## [REQUEST]
Can you rewrite the listing, from its start up to and including the line with "column 290, row 66", as a two-column CSV with the headers input and output, one row for each input and its answer, each in a single quoted field with line breaks turned into spaces? Leave the pictures out of your answer.

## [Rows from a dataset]

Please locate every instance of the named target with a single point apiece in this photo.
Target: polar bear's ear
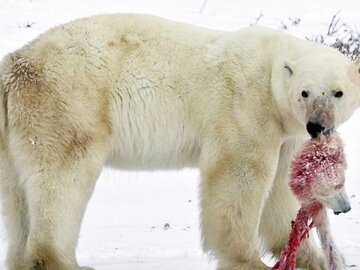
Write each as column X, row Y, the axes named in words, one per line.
column 355, row 71
column 290, row 66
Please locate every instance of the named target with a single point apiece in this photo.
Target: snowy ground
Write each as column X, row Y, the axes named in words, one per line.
column 124, row 223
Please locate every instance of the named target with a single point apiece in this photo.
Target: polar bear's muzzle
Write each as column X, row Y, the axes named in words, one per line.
column 320, row 117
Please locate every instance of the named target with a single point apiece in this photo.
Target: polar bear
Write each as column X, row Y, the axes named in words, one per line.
column 139, row 92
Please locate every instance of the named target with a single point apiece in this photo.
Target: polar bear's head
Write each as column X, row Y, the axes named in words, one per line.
column 322, row 92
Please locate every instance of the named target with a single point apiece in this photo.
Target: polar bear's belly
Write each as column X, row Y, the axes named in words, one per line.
column 151, row 130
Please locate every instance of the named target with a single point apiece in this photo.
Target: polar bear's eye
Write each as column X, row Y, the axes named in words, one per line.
column 338, row 94
column 305, row 94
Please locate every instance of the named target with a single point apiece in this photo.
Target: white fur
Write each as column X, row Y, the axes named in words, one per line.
column 140, row 92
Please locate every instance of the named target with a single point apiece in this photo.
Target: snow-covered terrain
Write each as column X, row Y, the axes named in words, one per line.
column 149, row 220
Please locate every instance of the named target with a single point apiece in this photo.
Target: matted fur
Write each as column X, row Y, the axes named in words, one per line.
column 139, row 92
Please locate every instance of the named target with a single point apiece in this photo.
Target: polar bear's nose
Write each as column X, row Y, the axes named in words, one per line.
column 314, row 129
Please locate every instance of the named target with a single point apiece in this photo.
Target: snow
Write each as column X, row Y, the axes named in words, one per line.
column 124, row 223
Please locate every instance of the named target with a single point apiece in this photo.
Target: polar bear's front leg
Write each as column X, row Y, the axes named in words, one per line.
column 281, row 208
column 14, row 209
column 233, row 191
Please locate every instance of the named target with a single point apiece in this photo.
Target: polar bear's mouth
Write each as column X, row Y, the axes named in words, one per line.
column 315, row 129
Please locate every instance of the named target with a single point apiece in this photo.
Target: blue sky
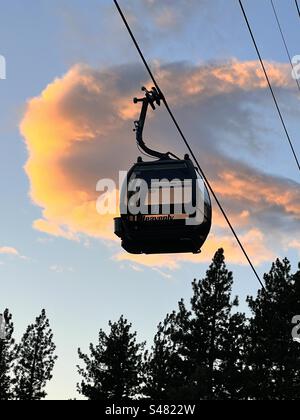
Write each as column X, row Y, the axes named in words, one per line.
column 79, row 283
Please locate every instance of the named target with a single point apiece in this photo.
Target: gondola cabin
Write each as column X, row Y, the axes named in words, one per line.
column 165, row 208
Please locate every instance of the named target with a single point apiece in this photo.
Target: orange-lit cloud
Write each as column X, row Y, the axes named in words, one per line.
column 79, row 130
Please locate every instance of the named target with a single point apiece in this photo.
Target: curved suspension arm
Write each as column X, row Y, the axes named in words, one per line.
column 151, row 98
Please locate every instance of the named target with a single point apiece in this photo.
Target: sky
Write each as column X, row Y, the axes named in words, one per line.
column 66, row 119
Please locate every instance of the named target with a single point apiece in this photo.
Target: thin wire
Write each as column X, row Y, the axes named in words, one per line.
column 270, row 85
column 188, row 146
column 298, row 8
column 283, row 39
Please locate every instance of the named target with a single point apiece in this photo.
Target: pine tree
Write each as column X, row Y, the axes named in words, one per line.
column 7, row 355
column 35, row 360
column 113, row 371
column 164, row 368
column 197, row 347
column 273, row 356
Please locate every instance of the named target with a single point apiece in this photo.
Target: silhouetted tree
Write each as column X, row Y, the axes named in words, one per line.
column 197, row 347
column 163, row 366
column 273, row 356
column 7, row 355
column 113, row 371
column 35, row 360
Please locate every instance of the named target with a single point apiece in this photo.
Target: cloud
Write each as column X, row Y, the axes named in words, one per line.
column 7, row 250
column 60, row 269
column 79, row 131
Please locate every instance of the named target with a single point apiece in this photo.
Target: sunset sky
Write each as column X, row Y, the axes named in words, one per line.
column 66, row 119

## [EXERCISE RESULT]
input,output
"Please locate every instance of the named target with a single point apiece in this photo. Target: polar bear's ear Write each as column X, row Y, the axes named in words, one per line.","column 355, row 71 column 290, row 66"